### WORK REQUIRED
Print the items below as a numbered list, omitting any blank lines.

### RECORDED DATA
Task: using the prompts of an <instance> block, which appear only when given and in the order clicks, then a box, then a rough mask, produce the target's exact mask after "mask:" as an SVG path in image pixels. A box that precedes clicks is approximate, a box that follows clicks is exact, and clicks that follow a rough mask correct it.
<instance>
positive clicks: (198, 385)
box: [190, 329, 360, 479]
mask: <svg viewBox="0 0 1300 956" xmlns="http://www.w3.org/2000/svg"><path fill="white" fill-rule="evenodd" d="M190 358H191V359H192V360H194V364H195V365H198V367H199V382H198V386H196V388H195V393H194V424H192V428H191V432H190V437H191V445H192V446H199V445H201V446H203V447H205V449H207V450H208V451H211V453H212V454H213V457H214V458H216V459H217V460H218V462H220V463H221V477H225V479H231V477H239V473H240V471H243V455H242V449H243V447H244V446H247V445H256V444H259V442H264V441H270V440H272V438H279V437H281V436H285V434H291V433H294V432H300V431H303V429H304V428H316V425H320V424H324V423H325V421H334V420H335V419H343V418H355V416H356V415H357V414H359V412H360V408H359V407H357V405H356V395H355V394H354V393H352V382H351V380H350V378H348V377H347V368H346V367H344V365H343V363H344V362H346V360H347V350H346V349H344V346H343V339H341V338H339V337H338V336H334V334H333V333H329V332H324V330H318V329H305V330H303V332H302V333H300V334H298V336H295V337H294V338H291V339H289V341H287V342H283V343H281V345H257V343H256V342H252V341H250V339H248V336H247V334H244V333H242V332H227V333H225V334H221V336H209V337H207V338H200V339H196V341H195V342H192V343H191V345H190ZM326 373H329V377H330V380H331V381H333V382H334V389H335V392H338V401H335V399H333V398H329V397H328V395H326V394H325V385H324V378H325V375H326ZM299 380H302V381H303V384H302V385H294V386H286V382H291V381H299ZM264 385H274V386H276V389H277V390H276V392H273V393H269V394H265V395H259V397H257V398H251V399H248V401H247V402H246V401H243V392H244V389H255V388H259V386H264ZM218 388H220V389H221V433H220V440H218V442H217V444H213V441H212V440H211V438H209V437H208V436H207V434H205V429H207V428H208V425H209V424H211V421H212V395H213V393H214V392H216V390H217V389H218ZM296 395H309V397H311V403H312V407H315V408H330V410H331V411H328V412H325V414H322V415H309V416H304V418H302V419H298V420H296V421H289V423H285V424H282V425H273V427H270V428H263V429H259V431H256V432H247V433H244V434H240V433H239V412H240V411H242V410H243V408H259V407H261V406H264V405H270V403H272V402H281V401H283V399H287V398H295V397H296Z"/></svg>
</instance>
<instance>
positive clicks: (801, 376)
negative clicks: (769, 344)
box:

### ANSWER SECTION
1. Task: using the prompts of an <instance> block, which appear only when given and in the order clicks, then a box, then a rough mask, produce the target's exact mask after "mask:" as an SVG path in image pixels. A box that precedes clicks is approximate, a box that follows clicks is exact, and clicks that follow a rough mask correct it.
2. <instance>
3. positive clicks: (198, 385)
4. box: [190, 329, 360, 479]
5. mask: <svg viewBox="0 0 1300 956" xmlns="http://www.w3.org/2000/svg"><path fill="white" fill-rule="evenodd" d="M190 358H191V359H192V360H194V364H195V365H198V367H199V382H198V386H196V388H195V393H194V424H192V428H191V432H190V437H191V445H192V446H199V445H201V446H203V447H205V449H207V450H208V451H211V453H212V454H213V457H214V458H216V459H217V460H218V462H220V463H221V477H225V479H231V477H239V473H240V471H243V455H242V449H243V447H244V446H247V445H256V444H259V442H264V441H270V440H272V438H279V437H281V436H285V434H291V433H294V432H300V431H303V429H304V428H316V425H320V424H324V423H325V421H334V420H335V419H343V418H355V416H356V415H357V414H359V412H360V408H359V407H357V405H356V395H355V394H354V393H352V382H351V380H350V378H348V377H347V368H346V367H344V365H343V363H344V362H346V360H347V350H346V349H344V346H343V339H341V338H339V337H338V336H334V334H333V333H329V332H324V330H318V329H305V330H303V332H302V333H300V334H298V336H295V337H294V338H291V339H289V341H287V342H283V343H281V345H257V343H256V342H252V341H250V339H248V336H247V334H244V333H242V332H227V333H225V334H221V336H209V337H207V338H200V339H196V341H195V342H192V343H191V345H190ZM326 373H329V377H330V380H331V381H333V382H334V389H335V392H338V401H335V399H333V398H329V397H328V395H326V394H325V385H324V378H325V375H326ZM299 380H302V381H303V384H302V385H294V386H286V382H291V381H299ZM264 385H274V386H276V389H277V390H276V392H273V393H269V394H265V395H259V397H257V398H251V399H248V401H247V402H246V401H243V392H244V389H255V388H259V386H264ZM218 388H220V389H221V433H220V440H218V442H217V444H213V441H212V440H211V438H209V437H208V436H207V434H205V429H207V428H208V425H209V424H211V421H212V395H213V393H214V392H216V390H217V389H218ZM296 395H309V397H311V403H312V407H315V408H330V410H331V411H328V412H325V414H322V415H309V416H304V418H302V419H298V420H296V421H289V423H285V424H282V425H273V427H270V428H263V429H259V431H256V432H247V433H244V434H240V433H239V412H240V411H242V410H243V408H259V407H261V406H264V405H270V403H272V402H281V401H283V399H287V398H295V397H296Z"/></svg>
6. </instance>
7. <instance>
8. positive clicks: (801, 376)
9. negative clicks: (769, 344)
10. box:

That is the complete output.